Exercise: Rewrite the stretch from the line containing "Flashcard Prompt: Where exactly is the sheep" through the line containing "[106,252,117,259]", swapping "sheep" for "lamb" and leaving everything else as it is.

##### Extracted material

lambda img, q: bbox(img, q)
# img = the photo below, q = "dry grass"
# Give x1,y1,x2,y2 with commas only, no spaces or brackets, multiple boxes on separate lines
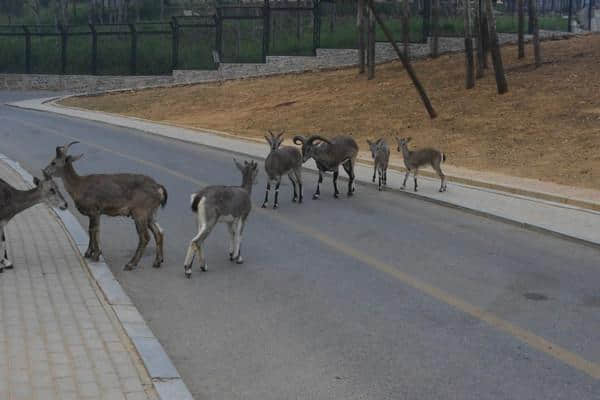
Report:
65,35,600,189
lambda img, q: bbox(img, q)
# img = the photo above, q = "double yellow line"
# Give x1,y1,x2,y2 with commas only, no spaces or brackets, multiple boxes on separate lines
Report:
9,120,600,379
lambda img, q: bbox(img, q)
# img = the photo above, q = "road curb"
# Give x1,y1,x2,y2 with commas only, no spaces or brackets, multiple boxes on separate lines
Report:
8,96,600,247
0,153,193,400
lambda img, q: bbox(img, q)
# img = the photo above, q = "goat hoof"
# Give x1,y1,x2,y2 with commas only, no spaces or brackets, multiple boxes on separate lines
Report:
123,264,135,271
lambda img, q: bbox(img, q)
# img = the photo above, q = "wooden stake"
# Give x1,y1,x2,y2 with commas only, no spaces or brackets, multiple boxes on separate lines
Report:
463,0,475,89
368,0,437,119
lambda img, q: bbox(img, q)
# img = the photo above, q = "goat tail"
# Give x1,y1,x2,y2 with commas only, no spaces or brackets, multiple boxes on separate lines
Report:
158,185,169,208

##########
##### Extracted material

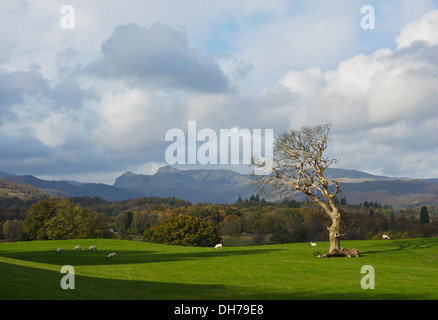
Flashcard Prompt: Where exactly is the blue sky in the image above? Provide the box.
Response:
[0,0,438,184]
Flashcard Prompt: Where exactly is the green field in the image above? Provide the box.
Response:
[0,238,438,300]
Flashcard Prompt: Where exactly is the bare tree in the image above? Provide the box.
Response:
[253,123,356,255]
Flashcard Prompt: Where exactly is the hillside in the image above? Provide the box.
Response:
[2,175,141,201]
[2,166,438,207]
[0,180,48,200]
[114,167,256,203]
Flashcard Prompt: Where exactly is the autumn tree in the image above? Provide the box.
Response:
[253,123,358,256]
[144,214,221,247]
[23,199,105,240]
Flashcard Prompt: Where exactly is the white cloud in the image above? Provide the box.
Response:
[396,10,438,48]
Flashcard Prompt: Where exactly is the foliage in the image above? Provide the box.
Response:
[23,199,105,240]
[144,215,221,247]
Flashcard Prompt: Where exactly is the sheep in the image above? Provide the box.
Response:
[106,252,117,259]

##########

The reply:
Flashcard Prompt: Where exactly is the lamb in the image above? Provide the box.
Response:
[106,252,117,259]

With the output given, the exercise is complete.